### TEXTAUSZUG:
________
Am Tag der Galapremiere von «Nachtzug nach Lissabon» traf Bäckstage Christopher Lee im Hotel Bellevue in Bern zum Interview. Das Fenster im Hotelzimmer gab den Blick zum Gurten, der Aare und der Monbijoubrücke frei. Als Christopher Lee das Zimmer betrat, verriet einzig sein Gang mit dem edlen hölzernen Gehstock seine 90 Jahre. Der britische Schauspieler trug einen roten Rollkragenpullover mit senfgelben Cordhosen und einem passenden Blazer. Er nahm auf dem Stuhl vor dem Filmplakat Platz und erzählte, wie er zur Rolle von Saruman in Lord of the Rings kam und welcher Film in seiner Karriere ihm am wichtigsten ist. Ausserdem erwies er sich als Sprachtalent und verriet eine unerwartete musikalische Vorliebe.

 

Sind Sie heute zum ersten Mal in Bern?

Nein, zum zweiten Mal. Das erste Mal war ich nur für einen Tag in der Stadt. Ich lebte damals in der Schweiz, im Kanton Waadt, oben in den Bergen in einem Dorf namens Blonay. Es war sehr schön und umgeben von grünen Feldern. Jetzt finden sich dort überall nur Gebäude. Das ist sehr schade … Jedenfalls kam ich damals für einen Tag nach Bern und heute bin ich zum zweiten Mal hier.

 

Was hat Sie an der Produktion von «Nachtzug nach Lissabon» fasziniert? Warum wollten Sie dabei sein?
________
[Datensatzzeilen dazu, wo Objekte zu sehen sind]
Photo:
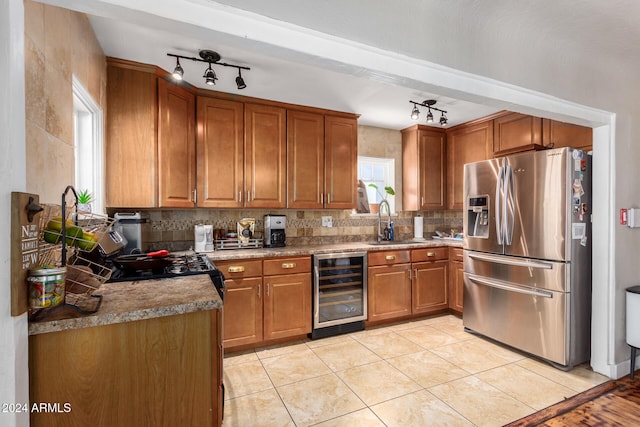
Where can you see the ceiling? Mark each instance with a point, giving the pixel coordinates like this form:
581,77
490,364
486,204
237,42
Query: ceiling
280,74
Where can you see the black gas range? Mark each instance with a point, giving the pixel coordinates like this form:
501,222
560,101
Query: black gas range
177,266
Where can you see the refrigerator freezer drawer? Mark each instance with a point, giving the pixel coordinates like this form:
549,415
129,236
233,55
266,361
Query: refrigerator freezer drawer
529,319
540,274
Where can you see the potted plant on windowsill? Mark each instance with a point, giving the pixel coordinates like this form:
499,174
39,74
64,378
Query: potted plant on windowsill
84,201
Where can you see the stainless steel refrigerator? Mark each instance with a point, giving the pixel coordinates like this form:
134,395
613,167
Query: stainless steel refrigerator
527,253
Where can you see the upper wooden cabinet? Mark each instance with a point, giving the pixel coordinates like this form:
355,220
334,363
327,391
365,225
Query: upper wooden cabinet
131,136
516,132
465,144
558,134
423,168
322,155
176,146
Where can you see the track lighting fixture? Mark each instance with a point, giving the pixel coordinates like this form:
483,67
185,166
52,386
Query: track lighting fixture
429,104
212,58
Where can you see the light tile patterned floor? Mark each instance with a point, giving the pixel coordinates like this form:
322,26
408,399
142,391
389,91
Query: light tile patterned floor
427,372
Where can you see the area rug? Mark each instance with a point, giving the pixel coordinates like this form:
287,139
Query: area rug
615,402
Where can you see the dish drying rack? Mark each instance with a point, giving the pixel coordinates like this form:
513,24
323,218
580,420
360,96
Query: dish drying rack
83,276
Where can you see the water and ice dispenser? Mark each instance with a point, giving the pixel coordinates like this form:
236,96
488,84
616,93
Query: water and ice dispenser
478,217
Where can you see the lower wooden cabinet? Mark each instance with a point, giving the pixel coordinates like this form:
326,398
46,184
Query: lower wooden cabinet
456,279
266,299
164,371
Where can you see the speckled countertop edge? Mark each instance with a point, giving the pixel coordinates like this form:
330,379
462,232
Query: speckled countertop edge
138,300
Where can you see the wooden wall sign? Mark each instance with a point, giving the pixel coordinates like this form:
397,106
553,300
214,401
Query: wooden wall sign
24,247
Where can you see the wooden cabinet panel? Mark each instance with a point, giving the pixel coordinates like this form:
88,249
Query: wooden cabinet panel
287,305
389,292
305,159
429,286
423,168
220,152
465,144
130,149
243,311
341,160
516,132
161,372
265,156
176,146
558,134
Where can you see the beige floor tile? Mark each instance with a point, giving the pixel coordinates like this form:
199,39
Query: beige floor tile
319,399
427,369
257,410
245,378
361,418
428,337
296,366
345,355
481,403
418,409
389,345
580,378
239,358
526,386
329,340
471,357
377,382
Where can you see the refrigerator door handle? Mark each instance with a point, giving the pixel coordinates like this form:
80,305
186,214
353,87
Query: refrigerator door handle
511,287
514,262
508,207
498,204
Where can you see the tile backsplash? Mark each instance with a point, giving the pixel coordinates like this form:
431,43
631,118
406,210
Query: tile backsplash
173,228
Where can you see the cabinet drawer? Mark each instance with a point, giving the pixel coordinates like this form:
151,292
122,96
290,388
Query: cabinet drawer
240,268
273,267
455,254
429,254
388,257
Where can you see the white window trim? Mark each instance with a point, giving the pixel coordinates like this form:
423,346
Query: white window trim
97,161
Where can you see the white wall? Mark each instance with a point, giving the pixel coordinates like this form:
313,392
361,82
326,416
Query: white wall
13,330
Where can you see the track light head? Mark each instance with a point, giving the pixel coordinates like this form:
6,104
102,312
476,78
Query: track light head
178,72
240,81
210,76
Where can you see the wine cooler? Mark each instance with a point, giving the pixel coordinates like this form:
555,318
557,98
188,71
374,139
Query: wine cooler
339,293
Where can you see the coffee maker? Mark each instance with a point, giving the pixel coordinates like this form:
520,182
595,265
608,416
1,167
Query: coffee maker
274,231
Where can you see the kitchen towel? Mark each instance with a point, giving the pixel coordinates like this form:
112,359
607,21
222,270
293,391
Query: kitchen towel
418,230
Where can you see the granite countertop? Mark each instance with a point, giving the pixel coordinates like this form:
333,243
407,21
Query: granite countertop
232,254
136,300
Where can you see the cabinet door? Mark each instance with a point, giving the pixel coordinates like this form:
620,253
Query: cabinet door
456,285
242,311
341,162
176,146
389,292
265,156
465,144
220,158
516,132
287,305
429,286
305,159
559,134
423,168
130,149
________
### DIE AUFGABEN:
A. Geben Sie den Auszug aus dem Interview mit Christopher Lee vollständig und ohne jede Änderung wieder.
B. Sammeln Sie aus den Datensätzen jede Zeile, in der die Zeichenfolge „windowsill“ vorkommt, und schreiben Sie diese Zeilen unverändert ab.

### ANTWORTEN NACH AUFGABEN:
A.
Am Tag der Galapremiere von «Nachtzug nach Lissabon» traf Bäckstage Christopher Lee im Hotel Bellevue in Bern zum Interview. Das Fenster im Hotelzimmer gab den Blick zum Gurten, der Aare und der Monbijoubrücke frei. Als Christopher Lee das Zimmer betrat, verriet einzig sein Gang mit dem edlen hölzernen Gehstock seine 90 Jahre. Der britische Schauspieler trug einen roten Rollkragenpullover mit senfgelben Cordhosen und einem passenden Blazer. Er nahm auf dem Stuhl vor dem Filmplakat Platz und erzählte, wie er zur Rolle von Saruman in Lord of the Rings kam und welcher Film in seiner Karriere ihm am wichtigsten ist. Ausserdem erwies er sich als Sprachtalent und verriet eine unerwartete musikalische Vorliebe.

 

Sind Sie heute zum ersten Mal in Bern?

Nein, zum zweiten Mal. Das erste Mal war ich nur für einen Tag in der Stadt. Ich lebte damals in der Schweiz, im Kanton Waadt, oben in den Bergen in einem Dorf namens Blonay. Es war sehr schön und umgeben von grünen Feldern. Jetzt finden sich dort überall nur Gebäude. Das ist sehr schade … Jedenfalls kam ich damals für einen Tag nach Bern und heute bin ich zum zweiten Mal hier.

 

Was hat Sie an der Produktion von «Nachtzug nach Lissabon» fasziniert? Warum wollten Sie dabei sein?

B.
Where can you see the potted plant on windowsill? Mark each instance with a point, giving the pixel coordinates like this form:
Query: potted plant on windowsill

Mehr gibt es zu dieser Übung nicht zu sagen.